Activity
Return all of the entries below, word for word. Omit each picture.

Record excerpts
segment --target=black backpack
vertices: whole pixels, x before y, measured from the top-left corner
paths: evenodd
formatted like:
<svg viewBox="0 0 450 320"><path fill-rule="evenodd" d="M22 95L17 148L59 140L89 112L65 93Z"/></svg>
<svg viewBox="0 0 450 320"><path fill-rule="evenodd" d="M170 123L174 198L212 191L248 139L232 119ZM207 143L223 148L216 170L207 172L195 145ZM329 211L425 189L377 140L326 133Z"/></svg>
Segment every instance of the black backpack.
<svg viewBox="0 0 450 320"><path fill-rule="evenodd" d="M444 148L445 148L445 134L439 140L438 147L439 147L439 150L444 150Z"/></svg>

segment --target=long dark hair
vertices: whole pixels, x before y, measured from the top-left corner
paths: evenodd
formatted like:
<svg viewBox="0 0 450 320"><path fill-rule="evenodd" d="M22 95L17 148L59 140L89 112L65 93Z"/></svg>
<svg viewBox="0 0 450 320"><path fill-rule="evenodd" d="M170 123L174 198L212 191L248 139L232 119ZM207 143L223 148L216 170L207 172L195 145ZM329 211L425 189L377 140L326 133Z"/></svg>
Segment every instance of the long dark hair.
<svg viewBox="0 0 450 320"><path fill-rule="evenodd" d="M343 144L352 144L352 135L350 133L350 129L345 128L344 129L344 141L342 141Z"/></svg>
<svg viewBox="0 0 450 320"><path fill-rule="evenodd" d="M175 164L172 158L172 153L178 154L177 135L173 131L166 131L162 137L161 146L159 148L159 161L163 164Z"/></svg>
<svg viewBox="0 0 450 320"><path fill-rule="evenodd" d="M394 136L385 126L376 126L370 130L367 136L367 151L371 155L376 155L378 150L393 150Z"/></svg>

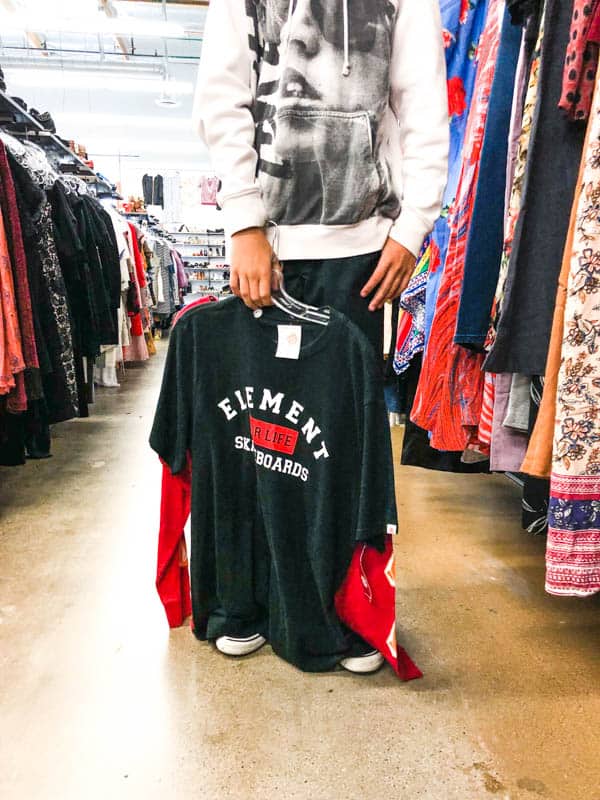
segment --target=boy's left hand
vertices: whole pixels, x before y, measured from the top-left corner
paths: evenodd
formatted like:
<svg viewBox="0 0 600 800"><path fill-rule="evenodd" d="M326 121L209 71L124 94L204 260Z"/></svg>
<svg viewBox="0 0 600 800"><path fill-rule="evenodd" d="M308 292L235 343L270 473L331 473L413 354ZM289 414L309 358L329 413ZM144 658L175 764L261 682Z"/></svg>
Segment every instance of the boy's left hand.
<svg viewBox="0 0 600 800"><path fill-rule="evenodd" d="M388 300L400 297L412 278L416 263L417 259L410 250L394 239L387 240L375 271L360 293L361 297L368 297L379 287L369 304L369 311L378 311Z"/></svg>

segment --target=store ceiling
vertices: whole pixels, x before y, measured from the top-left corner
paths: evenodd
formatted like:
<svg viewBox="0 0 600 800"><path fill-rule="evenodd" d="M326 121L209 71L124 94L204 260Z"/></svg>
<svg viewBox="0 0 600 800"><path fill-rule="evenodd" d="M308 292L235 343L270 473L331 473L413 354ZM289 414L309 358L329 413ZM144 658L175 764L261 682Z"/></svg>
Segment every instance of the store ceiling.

Finished exercise
segment --target=black backpack
vertices: whole pixels, x before y, measured from the top-left corner
paths: evenodd
formatted like:
<svg viewBox="0 0 450 320"><path fill-rule="evenodd" d="M22 95L17 148L59 140L89 112L65 93Z"/></svg>
<svg viewBox="0 0 450 320"><path fill-rule="evenodd" d="M170 123L174 198L212 191L248 139L232 119ZM207 143L223 148L216 170L207 172L195 145ZM329 211L425 189L377 140L326 133Z"/></svg>
Segment every instance of the black backpack.
<svg viewBox="0 0 450 320"><path fill-rule="evenodd" d="M444 148L445 148L445 134L439 140L438 147L439 147L439 150L444 150Z"/></svg>

segment --target=long dark hair
vertices: whole pixels, x before y, measured from the top-left corner
paths: evenodd
formatted like:
<svg viewBox="0 0 450 320"><path fill-rule="evenodd" d="M22 95L17 148L59 140L89 112L65 93Z"/></svg>
<svg viewBox="0 0 450 320"><path fill-rule="evenodd" d="M170 123L174 198L212 191L248 139L232 119ZM207 143L223 148L216 170L207 172L195 145ZM329 211L425 189L377 140L326 133Z"/></svg>
Segment every instance of the long dark hair.
<svg viewBox="0 0 450 320"><path fill-rule="evenodd" d="M343 144L352 144L352 135L350 133L350 129L345 128L344 129L344 141L342 141Z"/></svg>
<svg viewBox="0 0 450 320"><path fill-rule="evenodd" d="M175 164L172 158L172 153L178 154L177 135L173 131L166 131L162 137L161 146L159 148L159 161L163 164Z"/></svg>
<svg viewBox="0 0 450 320"><path fill-rule="evenodd" d="M394 136L385 126L376 126L370 130L367 136L367 151L371 155L376 155L378 150L393 150Z"/></svg>

segment --target=boy's left hand
vertices: whole pixels, x before y, measured from the top-left corner
paths: evenodd
formatted like:
<svg viewBox="0 0 600 800"><path fill-rule="evenodd" d="M326 121L209 71L124 94L204 260Z"/></svg>
<svg viewBox="0 0 600 800"><path fill-rule="evenodd" d="M308 292L235 343L270 473L331 473L413 354ZM289 414L309 358L329 413ZM144 658L175 764L261 682Z"/></svg>
Segment every instance of the boy's left hand.
<svg viewBox="0 0 600 800"><path fill-rule="evenodd" d="M388 300L400 297L412 278L416 263L417 259L410 250L394 239L387 240L375 271L360 293L361 297L368 297L379 287L369 304L369 311L378 311Z"/></svg>

segment --target=store ceiling
vertices: whole pixels, x before y, measured from the top-left corner
paths: evenodd
formatted like:
<svg viewBox="0 0 600 800"><path fill-rule="evenodd" d="M326 121L209 71L124 94L204 260Z"/></svg>
<svg viewBox="0 0 600 800"><path fill-rule="evenodd" d="M308 292L235 343L270 473L331 473L413 354ZM289 414L309 358L329 413ZM144 658L175 764L261 682Z"/></svg>
Segment every instance of the store ceiling.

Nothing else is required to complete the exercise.